Required task: Starting at the line that contains "the form (60,70).", write out each line through the end of the data below, exactly as it stands. Skip any pictures.

Start Data lines

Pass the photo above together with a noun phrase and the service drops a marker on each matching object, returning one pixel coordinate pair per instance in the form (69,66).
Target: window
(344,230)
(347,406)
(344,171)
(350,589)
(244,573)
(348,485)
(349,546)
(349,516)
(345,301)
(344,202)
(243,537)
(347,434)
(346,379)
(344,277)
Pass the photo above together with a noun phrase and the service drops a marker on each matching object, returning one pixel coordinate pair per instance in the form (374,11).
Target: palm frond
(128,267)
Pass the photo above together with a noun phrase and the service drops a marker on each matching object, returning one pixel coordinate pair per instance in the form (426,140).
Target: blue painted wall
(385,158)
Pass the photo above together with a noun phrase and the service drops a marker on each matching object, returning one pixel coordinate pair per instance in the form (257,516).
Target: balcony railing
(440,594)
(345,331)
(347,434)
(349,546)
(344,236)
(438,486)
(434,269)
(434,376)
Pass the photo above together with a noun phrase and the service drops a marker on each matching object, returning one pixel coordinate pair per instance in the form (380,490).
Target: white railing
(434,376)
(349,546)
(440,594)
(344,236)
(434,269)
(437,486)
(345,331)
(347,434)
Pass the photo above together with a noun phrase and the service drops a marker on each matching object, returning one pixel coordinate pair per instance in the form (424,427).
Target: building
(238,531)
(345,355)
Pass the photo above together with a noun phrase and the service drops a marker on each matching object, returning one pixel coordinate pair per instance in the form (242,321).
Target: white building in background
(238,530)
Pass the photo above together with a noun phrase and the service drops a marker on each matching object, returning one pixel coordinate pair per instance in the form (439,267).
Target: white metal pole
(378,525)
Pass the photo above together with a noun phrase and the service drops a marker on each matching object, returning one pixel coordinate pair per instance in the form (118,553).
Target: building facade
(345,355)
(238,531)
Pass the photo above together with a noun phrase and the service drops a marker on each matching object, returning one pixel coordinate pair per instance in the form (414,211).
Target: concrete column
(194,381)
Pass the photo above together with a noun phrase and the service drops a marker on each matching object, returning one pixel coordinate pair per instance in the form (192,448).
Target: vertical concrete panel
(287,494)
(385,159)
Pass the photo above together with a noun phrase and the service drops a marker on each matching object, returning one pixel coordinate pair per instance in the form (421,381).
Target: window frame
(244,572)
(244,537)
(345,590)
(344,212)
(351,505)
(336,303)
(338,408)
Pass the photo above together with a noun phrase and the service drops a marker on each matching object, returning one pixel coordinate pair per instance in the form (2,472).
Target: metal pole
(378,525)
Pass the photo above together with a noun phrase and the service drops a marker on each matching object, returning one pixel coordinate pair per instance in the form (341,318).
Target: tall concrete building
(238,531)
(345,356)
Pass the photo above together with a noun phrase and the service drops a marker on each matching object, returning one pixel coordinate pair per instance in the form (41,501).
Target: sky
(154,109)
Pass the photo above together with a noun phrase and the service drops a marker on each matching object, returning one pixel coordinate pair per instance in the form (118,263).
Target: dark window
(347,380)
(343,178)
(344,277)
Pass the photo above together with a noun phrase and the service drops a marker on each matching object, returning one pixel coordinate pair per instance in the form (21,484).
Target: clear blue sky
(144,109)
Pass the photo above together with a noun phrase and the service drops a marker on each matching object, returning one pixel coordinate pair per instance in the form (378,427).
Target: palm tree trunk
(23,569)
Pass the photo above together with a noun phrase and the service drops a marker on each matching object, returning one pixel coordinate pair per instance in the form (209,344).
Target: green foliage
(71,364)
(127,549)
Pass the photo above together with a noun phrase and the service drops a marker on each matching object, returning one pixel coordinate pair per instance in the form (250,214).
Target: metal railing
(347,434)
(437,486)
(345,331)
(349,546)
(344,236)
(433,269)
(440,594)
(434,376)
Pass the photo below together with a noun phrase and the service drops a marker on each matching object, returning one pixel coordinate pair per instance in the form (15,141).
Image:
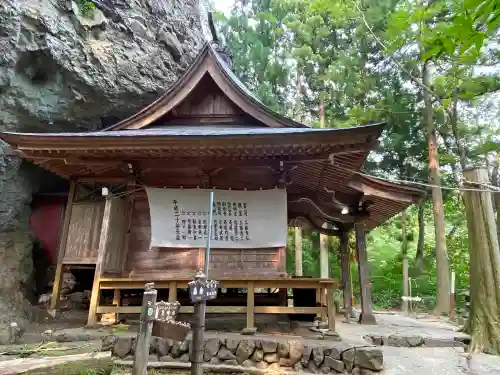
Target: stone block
(283,350)
(306,356)
(261,365)
(232,345)
(370,358)
(258,355)
(215,361)
(311,367)
(211,348)
(248,363)
(334,364)
(108,342)
(274,367)
(318,355)
(245,350)
(269,346)
(163,346)
(271,357)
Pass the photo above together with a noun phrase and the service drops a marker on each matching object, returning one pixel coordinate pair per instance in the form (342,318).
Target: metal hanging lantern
(201,289)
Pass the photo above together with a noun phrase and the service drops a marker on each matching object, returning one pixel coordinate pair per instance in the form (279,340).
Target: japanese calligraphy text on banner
(241,219)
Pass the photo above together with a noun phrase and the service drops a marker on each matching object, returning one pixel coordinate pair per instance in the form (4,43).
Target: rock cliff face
(63,67)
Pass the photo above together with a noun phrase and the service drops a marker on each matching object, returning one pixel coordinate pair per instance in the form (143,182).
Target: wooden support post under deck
(116,302)
(346,273)
(172,291)
(250,304)
(323,255)
(331,307)
(298,251)
(323,264)
(101,256)
(56,289)
(366,316)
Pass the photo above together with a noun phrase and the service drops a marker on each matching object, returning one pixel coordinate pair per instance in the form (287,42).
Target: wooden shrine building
(209,132)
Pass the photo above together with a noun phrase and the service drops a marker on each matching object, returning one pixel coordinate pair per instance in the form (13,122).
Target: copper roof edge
(377,129)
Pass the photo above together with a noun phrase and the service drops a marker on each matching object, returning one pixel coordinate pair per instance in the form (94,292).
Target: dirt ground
(398,360)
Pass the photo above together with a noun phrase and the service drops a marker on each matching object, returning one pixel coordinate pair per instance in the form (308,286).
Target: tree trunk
(323,242)
(419,257)
(484,267)
(495,180)
(404,252)
(454,129)
(442,261)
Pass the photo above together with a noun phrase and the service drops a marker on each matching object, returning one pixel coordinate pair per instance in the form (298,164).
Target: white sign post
(241,219)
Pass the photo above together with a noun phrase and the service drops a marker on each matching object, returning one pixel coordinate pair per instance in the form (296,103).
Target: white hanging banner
(241,219)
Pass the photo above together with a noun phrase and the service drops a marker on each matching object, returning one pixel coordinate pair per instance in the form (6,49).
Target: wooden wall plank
(116,240)
(84,232)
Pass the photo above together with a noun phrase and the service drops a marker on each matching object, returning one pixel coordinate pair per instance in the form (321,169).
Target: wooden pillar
(117,299)
(101,257)
(56,289)
(331,307)
(250,304)
(323,255)
(405,283)
(172,291)
(366,316)
(345,265)
(298,252)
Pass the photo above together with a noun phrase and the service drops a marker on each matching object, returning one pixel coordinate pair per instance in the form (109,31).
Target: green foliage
(299,56)
(86,8)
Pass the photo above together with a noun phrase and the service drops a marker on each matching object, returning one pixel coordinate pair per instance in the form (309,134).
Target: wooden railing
(325,305)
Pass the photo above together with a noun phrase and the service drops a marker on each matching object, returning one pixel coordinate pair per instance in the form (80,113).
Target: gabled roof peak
(212,61)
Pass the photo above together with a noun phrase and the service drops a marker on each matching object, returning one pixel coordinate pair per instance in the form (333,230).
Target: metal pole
(140,366)
(200,308)
(209,237)
(452,296)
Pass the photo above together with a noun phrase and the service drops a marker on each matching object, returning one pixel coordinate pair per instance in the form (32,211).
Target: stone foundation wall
(326,358)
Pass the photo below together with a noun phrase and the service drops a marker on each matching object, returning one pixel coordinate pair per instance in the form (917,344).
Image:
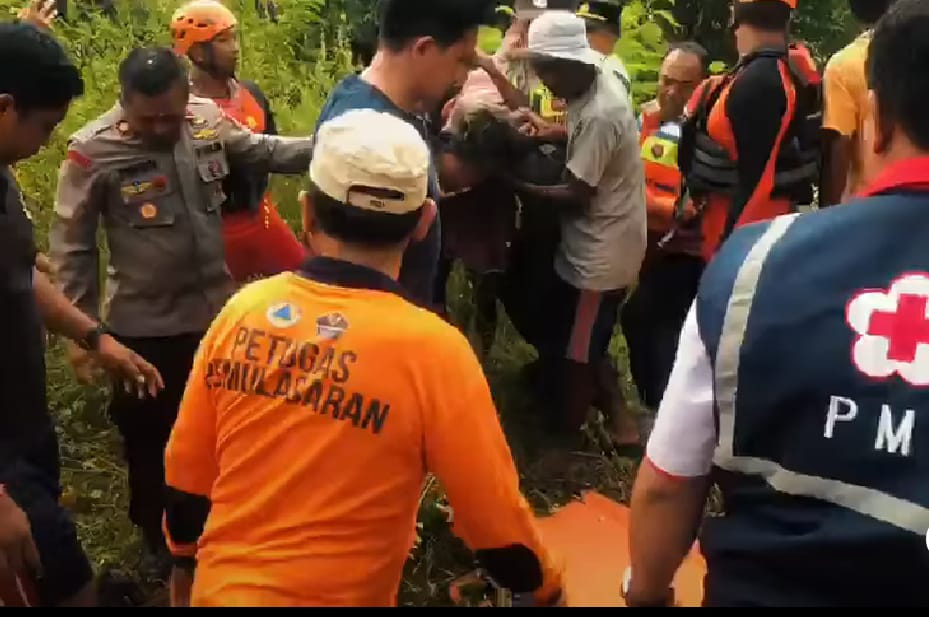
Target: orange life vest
(709,157)
(243,107)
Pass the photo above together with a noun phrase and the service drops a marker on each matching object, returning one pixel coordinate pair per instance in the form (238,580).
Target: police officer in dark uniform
(153,168)
(37,84)
(801,387)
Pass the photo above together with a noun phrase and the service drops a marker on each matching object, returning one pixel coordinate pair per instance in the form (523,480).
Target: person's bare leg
(623,426)
(578,391)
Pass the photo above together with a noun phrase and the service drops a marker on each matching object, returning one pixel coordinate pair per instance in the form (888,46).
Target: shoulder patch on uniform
(80,159)
(283,314)
(892,330)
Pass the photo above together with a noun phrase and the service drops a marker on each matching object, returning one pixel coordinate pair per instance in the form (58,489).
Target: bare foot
(624,429)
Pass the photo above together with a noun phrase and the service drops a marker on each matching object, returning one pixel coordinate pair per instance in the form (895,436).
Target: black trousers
(145,426)
(653,316)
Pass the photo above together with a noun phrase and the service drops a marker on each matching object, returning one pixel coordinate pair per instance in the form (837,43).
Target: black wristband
(91,340)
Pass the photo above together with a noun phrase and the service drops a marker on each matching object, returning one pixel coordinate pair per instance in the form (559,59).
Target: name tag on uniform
(137,169)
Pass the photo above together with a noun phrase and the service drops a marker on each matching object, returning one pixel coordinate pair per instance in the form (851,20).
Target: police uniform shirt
(323,397)
(23,405)
(684,437)
(612,65)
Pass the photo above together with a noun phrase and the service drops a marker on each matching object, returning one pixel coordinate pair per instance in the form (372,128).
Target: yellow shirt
(845,88)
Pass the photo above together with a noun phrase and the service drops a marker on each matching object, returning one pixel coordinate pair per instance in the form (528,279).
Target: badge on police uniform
(215,169)
(148,211)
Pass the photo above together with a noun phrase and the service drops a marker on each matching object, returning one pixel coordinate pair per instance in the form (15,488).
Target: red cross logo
(892,330)
(905,328)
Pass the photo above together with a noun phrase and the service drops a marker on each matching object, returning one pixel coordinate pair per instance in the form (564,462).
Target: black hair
(150,71)
(35,70)
(768,15)
(869,11)
(359,226)
(695,49)
(447,21)
(897,60)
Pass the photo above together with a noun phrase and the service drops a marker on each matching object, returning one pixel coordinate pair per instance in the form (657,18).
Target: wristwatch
(668,600)
(91,339)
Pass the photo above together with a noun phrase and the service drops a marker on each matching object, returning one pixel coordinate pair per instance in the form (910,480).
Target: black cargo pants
(145,426)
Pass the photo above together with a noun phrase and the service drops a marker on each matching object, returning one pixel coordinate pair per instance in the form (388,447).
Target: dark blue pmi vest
(817,330)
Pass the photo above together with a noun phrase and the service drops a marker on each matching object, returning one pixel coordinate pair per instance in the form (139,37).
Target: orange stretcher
(591,536)
(17,592)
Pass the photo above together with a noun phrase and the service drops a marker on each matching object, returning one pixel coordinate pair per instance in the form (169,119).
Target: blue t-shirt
(420,263)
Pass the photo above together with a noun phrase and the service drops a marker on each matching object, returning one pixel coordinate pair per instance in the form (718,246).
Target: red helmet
(199,21)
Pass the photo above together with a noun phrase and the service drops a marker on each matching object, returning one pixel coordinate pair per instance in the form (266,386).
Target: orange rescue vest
(659,143)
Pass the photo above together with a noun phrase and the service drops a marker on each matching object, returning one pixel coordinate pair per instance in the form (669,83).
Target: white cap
(364,149)
(561,34)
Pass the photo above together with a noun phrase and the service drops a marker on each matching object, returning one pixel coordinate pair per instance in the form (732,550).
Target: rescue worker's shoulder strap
(98,141)
(255,90)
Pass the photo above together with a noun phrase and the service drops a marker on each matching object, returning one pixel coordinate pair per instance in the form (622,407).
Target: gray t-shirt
(603,249)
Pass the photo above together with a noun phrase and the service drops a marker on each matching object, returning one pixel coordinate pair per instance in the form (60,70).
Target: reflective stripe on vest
(869,502)
(548,106)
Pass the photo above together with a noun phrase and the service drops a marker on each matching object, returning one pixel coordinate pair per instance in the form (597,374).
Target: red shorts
(260,244)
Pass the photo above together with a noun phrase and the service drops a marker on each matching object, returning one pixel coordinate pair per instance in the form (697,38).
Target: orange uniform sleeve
(190,458)
(468,452)
(841,113)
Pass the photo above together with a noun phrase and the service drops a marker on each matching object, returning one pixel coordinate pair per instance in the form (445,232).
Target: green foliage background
(297,61)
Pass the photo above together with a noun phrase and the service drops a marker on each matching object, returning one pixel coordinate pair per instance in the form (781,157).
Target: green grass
(96,490)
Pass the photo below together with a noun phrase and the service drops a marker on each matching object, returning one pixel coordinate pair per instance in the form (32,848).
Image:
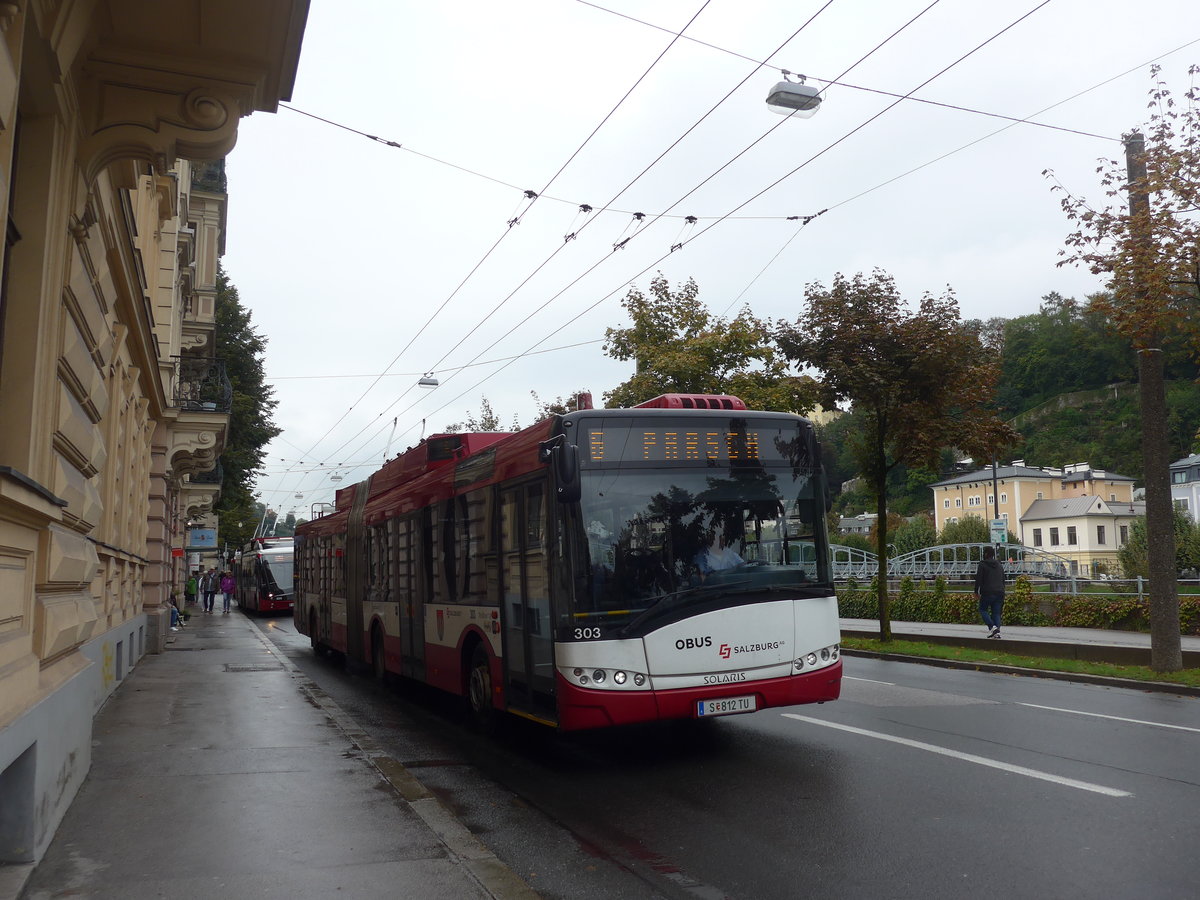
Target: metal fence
(957,563)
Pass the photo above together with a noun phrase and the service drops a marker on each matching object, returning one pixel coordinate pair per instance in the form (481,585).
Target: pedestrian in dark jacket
(209,586)
(989,589)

End Data lines

Full solution:
Pass the photo above together with a noun phrase and the service drops a marker on each matching object, returning one pixel coordinate pair per instance in the form (60,70).
Target: reflective stripe on vest
(869,502)
(548,106)
Pass the photo above together with a noun phrase and the service drops a marker on each matching object, returning one pixel coordinate pair per instance in the form (597,374).
Target: red shorts
(260,244)
Pass the photo above together with a noun phrase and the service drops a marker on each matching object, returning one pixel coordinate pair per instance in the form (697,38).
Target: orange uniform sleeve
(190,458)
(468,452)
(841,113)
Pass the photo above together with a noun phrase and the service drops a marker on each matching object, returning one pixel coordinate pair per instance in the form (445,232).
Target: green foliage background
(297,61)
Pass the photo above together with a noun phrase and the service drops a marker on each matching object, returning one pixel coordinate pair per instance in the form (781,157).
Target: green grass
(96,490)
Pass the photo below together with a noun phrase and the service drops a marker on each matching object, returning one pixel coordinate pair per instance in the form (32,848).
Image:
Target: metal fence
(957,563)
Pass the photo above together with a noun phrase and the service drops a marker on each matching object, returning one pixel coordinate pair per instance in the form (481,585).
Target: pedestrian in dark jacket
(209,586)
(989,589)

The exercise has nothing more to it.